### Exercise requirements
**a)** In the ML-EM page, turn the paragraph that begins "Linear inverse problems" into a shorter bulleted list that keeps its main facts.
**b)** Copy part of the ML-EM page word for word. Begin at the words "The ML-EM algorithm in" and stop after "for the sparse case.".

### Supplied passage
◆ ◆ ◆ ◆ ◆ ◆ ◆
The ML-EM algorithm in continuum: sparse measure solutions
This addresses a fundamental issue in medical imaging and inverse problems, providing theoretical insights into algorithm behavior, but it is incremental as it builds on existing ML-EM methods.
The paper explains why the ML-EM algorithm for Poisson noise linear inverse problems, such as in PET imaging, often produces spiky images, showing that under short exposure times, solutions are sparse measures (sum of point masses), while under long exposure times, they are non-singular measures, with concentration bounds provided for the sparse case.
Linear inverse problems $A μ= δ$ with Poisson noise and non-negative unknown $μ\geq 0$ are ubiquitous in applications, for instance in Positron Emission Tomography (PET) in medical imaging. The associated maximum likelihood problem is routinely solved using an expectation-maximisation algorithm (ML-EM). This typically results in images which look spiky, even with early stopping. We give an explanation for this phenomenon. We first regard the image $μ$ as a measure. We prove that if the measurements $δ$ are not in the cone $\{A μ, μ\geq 0\}$, which is typical of short exposure times, likelihood maximisers as well as ML-EM cluster points must be sparse, i.e., typically a sum of point masses. On the other hand, in the long exposure regime, we prove that cluster points of ML-EM will be measures without singular part. Finally, we provide concentration bounds for the probability to be in the sparse case.
◆ ◆ ◆ ◆ ◆ ◆ ◆
### Listed records
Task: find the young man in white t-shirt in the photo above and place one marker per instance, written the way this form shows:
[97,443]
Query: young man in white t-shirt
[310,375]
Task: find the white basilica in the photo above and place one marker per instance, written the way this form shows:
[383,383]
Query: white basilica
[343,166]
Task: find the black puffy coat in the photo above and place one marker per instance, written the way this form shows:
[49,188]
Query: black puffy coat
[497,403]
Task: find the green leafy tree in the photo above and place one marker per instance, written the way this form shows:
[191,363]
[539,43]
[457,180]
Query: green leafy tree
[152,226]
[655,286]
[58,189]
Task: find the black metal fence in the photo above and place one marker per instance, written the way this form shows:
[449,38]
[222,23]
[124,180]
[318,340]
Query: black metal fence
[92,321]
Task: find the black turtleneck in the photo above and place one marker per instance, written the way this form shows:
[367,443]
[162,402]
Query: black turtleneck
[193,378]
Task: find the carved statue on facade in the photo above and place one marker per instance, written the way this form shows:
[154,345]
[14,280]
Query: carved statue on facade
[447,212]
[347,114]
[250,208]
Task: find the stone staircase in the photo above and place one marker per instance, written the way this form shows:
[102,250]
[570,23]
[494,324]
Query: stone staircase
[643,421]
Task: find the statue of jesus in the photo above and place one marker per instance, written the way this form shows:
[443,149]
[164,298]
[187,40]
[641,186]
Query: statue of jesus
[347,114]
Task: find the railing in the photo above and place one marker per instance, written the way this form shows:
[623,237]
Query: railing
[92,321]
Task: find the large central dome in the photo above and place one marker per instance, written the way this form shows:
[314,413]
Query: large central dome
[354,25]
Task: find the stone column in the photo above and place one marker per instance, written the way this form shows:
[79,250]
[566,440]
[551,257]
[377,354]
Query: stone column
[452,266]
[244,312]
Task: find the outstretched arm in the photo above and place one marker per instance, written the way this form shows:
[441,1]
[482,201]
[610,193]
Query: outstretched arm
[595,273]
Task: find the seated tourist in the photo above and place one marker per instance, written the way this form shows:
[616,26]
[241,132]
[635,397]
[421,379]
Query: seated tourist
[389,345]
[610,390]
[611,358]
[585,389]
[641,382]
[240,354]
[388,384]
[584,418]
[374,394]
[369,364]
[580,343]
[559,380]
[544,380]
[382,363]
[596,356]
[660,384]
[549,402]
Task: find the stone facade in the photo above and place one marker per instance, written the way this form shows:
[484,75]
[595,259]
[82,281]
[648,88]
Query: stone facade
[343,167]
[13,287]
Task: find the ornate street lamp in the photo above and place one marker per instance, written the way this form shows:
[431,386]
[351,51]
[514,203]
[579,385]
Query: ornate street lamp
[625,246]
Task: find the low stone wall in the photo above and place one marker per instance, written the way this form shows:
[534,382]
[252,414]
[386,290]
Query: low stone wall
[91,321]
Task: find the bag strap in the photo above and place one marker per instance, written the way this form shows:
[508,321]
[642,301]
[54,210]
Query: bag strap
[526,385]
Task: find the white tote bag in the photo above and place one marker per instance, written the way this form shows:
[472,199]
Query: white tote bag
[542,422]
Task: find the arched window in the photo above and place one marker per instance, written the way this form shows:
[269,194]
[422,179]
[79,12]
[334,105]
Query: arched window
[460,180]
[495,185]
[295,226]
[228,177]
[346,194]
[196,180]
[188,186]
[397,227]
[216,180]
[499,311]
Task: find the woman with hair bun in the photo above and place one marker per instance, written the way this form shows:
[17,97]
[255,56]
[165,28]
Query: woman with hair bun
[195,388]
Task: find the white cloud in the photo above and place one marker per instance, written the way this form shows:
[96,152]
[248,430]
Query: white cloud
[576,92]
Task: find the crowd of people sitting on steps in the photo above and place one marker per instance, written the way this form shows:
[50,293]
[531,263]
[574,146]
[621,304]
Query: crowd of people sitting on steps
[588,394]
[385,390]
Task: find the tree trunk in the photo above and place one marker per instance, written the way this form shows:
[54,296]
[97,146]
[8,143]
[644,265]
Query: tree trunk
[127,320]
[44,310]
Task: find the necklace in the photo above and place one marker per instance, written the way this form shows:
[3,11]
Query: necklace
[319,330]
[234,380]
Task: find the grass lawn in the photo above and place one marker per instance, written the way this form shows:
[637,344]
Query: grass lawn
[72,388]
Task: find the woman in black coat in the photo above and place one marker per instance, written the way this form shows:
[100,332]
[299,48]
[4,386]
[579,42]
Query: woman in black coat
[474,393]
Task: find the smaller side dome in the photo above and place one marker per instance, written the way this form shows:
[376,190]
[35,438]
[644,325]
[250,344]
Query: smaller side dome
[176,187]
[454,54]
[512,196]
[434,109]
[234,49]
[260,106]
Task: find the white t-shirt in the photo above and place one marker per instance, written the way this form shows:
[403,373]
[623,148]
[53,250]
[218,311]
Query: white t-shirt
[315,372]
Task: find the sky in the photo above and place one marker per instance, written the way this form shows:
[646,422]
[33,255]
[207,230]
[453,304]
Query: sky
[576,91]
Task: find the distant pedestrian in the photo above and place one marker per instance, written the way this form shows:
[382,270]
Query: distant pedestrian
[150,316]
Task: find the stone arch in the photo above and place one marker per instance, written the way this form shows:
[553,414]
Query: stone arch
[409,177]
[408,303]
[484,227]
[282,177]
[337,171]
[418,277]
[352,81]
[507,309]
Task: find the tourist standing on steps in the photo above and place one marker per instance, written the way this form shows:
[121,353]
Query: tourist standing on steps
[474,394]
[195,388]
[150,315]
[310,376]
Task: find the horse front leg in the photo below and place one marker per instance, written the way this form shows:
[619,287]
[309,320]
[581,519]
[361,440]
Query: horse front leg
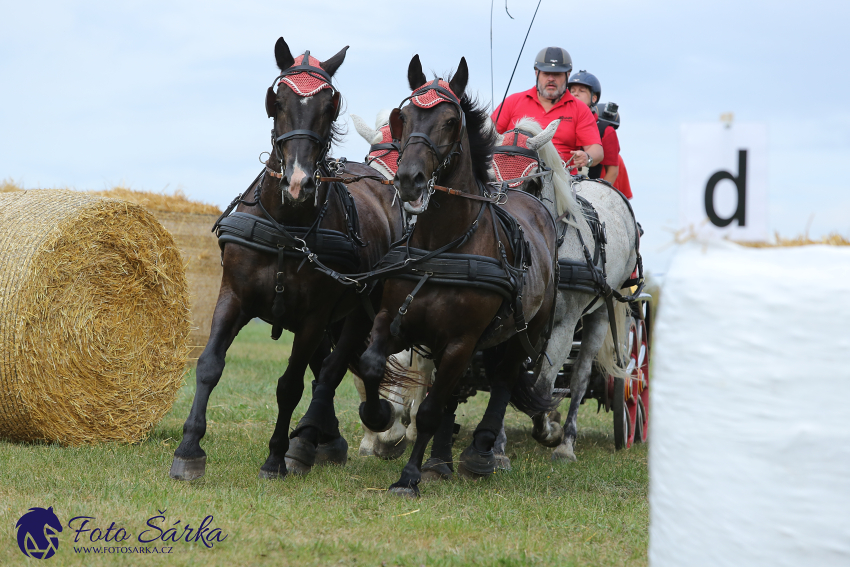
[594,328]
[503,365]
[377,413]
[316,439]
[190,459]
[290,388]
[547,428]
[429,418]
◆ ◆ ◆ ◆ ◆ ◆ ◆
### Answers below
**a)**
- Linear inverse problems $A μ= δ$ with Poisson noise and a non-negative unknown $μ\geq 0$ are common in practice. One example is Positron Emission Tomography (PET) in medical imaging.
- The maximum likelihood problem is usually solved with an expectation-maximization algorithm (ML-EM). This often gives spiky images, even with early stopping.
- To explain this, the image $μ$ is treated as a measure.
- If the measurements $δ$ are not in the cone $\{A μ, μ\geq 0\}$, which is typical of short exposure times, likelihood maximizers and ML-EM cluster points must be sparse. They are typically a sum of point masses.
- With long exposure times, ML-EM cluster points are measures without a singular part.
- Concentration bounds are given for the probability of being in the sparse case.

**b)**
The ML-EM algorithm in continuum: sparse measure solutions
This addresses a fundamental issue in medical imaging and inverse problems, providing theoretical insights into algorithm behavior, but it is incremental as it builds on existing ML-EM methods.
The paper explains why the ML-EM algorithm for Poisson noise linear inverse problems, such as in PET imaging, often produces spiky images, showing that under short exposure times, solutions are sparse measures (sum of point masses), while under long exposure times, they are non-singular measures, with concentration bounds provided for the sparse case.